_WHAT YOU SHOULD DO_
Copy the passage of the briefing on health promotion in early childhood education and care below from "Monday 3 August" to "improve population health.", word for word.

Effective integration of health promotion in early childhood education care settings

Many chronic disease and mental illness issues have their roots in childhood, so health promotion in early childhood is essential.
Monday 3 August 2020

Increasing incidence of chronic disease and mental illness threatens to overwhelm Australia’s health budget in the coming decades, and cause significant disability and burden for millions of Australians and their families. Many of these conditions have their roots in the health attitudes and behaviours formed in early childhood. Health promotion in early childhood is therefore an essential strategy to improve population health.

Education is a driver of good health and a universal and cost-effective platform for health promotion. In Australia, substantial attention and investment have been directed towards health promotion in schools (especially over the past four decades) and maternal and child health (over the past century). Opportunities to integrate health promotion into other parts of Australia’s early childhood education and care (ECEC) system are now emerging, as the ECEC sector evolves. Research in this area is undergoing significant growth, but remains underdeveloped.

More than half of Australian children aged 2-4 are enrolled in ECEC, and more than 90% of children attend preschool in the year before they start school. Many ECEC services involve families and communities in service provision. ECEC settings represent an area of significant, untapped opportunity to improve health outcomes at population level, providing avenues for collaboration across all levels of government, and across health and education portfolios.

Evidence suggests that health promotion interventions in ECEC settings can be effective, particularly where parents and experts are engaged, where programs and implementation are high quality, and where interventions are embedded and sustained. But data also show that there is room for improvement in how children’s services – and the sector as a whole – approach and embed health promotion in ECEC programs.

All levels of government are engaged in some aspect of ECEC provision, across multiple departments. This briefing focuses on areas where the Australian Government, working in partnership with the states and territories, could leverage its capacity, expertise and investment to lift the consistency and quality of health promotion across the ECEC sector by:

  • investing in innovation and research, with a particular focus on families of greatest disadvantage, and collaboration between health and ECEC systems and providers
  • working with key stakeholders to develop a model of excellence in health promotion in ECEC, including national investment in tools and content to support this
  • integrating a focus on ECEC, and ECEC strategies, into the national health strategies currently being developed.

_COLLECTED MATERIAL_

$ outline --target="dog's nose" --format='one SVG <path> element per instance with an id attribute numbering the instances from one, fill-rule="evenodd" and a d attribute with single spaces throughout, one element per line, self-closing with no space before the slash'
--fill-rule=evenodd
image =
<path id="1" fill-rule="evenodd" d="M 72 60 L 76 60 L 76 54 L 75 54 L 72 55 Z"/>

_PROBLEM SOLUTION_
Monday 3 August 2020

Increasing incidence of chronic disease and mental illness threatens to overwhelm Australia’s health budget in the coming decades, and cause significant disability and burden for millions of Australians and their families. Many of these conditions have their roots in the health attitudes and behaviours formed in early childhood. Health promotion in early childhood is therefore an essential strategy to improve population health.